◆ **STATED GOAL 1**
From the de-identification page below, reproduce everything from "Depending on the" down to "to text content.".
◆ **STATED GOAL 2**
Under the heading "Why De-Identification Matters" in the de-identification page below, list each short label that comes before a colon.
-- start EXTRACTED TEXT --
Protect Sensitive Data While Preserving Value
Working with documents that contain Personally Identifiable Information (PII) or Protected Health Information (PHI) requires careful handling. Generative AI Lab provides multiple De-Identification project types that help detect and transform sensitive data so it can be safely reviewed, shared, and reused for analysis or model training.
Depending on the project type, de-identification can be applied either to text representations or directly to visual documents such as PDFs and images.
Why De-Identification Matters
- Stay compliant: Support privacy requirements such as HIPAA and GDPR
- Share data safely: Collaborate without exposing sensitive information
- Enable AI development: Train models on realistic data without privacy risks
- Reduce exposure: Limit the spread of PII and PHI across systems
De-Identification Project Types
Generative AI Lab supports two distinct de-identification project types. Both can ingest PDFs, but they differ in how de-identification is applied and what is produced as output.
Text De-Identification (TEXT tab)
Text De-Identification applies transformations to text content.
-- end EXTRACTED TEXT --
-- start DATASET EXCERPTS --
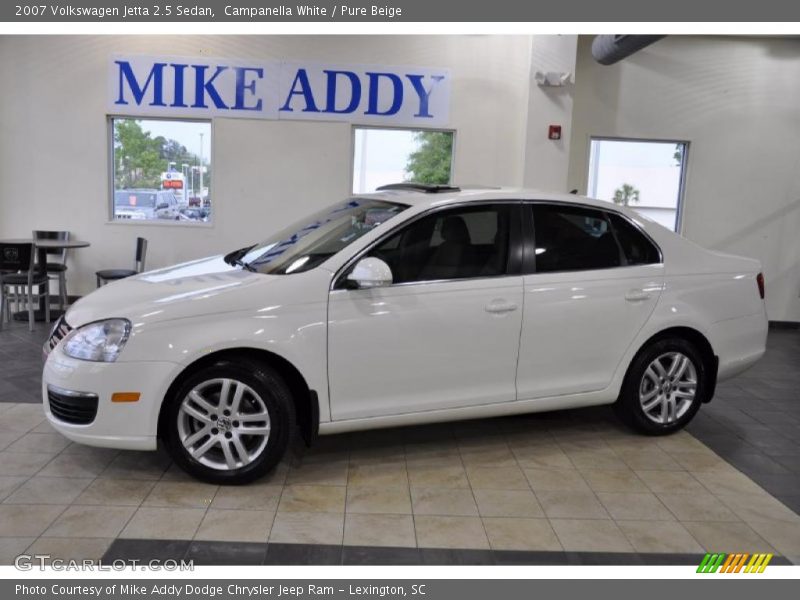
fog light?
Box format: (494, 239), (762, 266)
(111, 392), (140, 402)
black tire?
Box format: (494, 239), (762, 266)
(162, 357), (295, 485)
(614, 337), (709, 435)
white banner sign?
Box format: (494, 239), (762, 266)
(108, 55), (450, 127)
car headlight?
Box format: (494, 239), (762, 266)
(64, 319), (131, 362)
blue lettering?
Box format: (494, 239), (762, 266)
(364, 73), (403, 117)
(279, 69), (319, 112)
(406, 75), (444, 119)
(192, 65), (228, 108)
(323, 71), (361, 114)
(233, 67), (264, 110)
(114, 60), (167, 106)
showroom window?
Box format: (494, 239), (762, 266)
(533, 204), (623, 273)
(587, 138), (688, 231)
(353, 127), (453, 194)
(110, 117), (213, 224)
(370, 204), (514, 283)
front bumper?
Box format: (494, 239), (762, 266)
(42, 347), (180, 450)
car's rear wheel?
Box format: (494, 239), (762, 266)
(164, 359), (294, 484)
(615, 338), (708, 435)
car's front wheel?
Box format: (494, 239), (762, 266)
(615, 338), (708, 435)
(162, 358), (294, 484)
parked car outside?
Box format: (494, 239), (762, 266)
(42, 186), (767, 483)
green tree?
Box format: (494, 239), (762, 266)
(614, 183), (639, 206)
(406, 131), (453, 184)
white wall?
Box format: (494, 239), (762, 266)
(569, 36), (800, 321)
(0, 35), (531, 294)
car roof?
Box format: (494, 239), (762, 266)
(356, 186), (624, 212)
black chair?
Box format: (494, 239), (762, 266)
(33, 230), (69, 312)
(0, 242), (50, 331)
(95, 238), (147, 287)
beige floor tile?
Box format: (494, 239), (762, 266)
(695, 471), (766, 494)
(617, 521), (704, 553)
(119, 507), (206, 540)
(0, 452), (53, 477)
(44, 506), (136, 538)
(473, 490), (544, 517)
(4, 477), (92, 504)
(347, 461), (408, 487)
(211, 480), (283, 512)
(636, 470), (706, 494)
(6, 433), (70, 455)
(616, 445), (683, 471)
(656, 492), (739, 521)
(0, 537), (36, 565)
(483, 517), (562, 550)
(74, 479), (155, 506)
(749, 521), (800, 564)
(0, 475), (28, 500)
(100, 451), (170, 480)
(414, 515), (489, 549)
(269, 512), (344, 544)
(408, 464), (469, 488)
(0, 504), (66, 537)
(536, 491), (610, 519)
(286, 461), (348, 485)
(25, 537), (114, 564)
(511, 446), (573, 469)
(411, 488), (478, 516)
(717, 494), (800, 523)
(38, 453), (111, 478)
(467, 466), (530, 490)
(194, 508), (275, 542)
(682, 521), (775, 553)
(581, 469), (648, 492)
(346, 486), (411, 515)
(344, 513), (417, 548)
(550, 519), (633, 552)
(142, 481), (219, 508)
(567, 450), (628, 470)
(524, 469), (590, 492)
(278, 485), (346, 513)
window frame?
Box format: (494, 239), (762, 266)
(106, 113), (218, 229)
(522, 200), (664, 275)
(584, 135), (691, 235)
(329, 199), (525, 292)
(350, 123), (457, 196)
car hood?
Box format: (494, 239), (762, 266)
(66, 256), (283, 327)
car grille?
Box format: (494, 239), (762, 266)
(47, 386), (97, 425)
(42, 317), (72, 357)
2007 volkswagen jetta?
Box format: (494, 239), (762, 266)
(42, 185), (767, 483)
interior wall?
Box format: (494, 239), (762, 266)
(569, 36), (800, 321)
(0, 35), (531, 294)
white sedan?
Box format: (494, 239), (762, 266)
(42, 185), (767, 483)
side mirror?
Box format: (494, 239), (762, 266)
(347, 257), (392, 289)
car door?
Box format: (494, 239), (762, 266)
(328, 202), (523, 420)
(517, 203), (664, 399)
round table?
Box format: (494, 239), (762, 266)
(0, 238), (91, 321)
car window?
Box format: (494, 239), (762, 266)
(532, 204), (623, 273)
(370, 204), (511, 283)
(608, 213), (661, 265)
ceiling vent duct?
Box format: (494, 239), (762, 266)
-- end DATASET EXCERPTS --
◆ **EXERCISE SOLUTION 1**
Depending on the project type, de-identification can be applied either to text representations or directly to visual documents such as PDFs and images.
Why De-Identification Matters
- Stay compliant: Support privacy requirements such as HIPAA and GDPR
- Share data safely: Collaborate without exposing sensitive information
- Enable AI development: Train models on realistic data without privacy risks
- Reduce exposure: Limit the spread of PII and PHI across systems
De-Identification Project Types
Generative AI Lab supports two distinct de-identification project types. Both can ingest PDFs, but they differ in how de-identification is applied and what is produced as output.
Text De-Identification (TEXT tab)
Text De-Identification applies transformations to text content.

◆ **EXERCISE SOLUTION 2**
- Stay compliant
- Share data safely
- Enable AI development
- Reduce exposure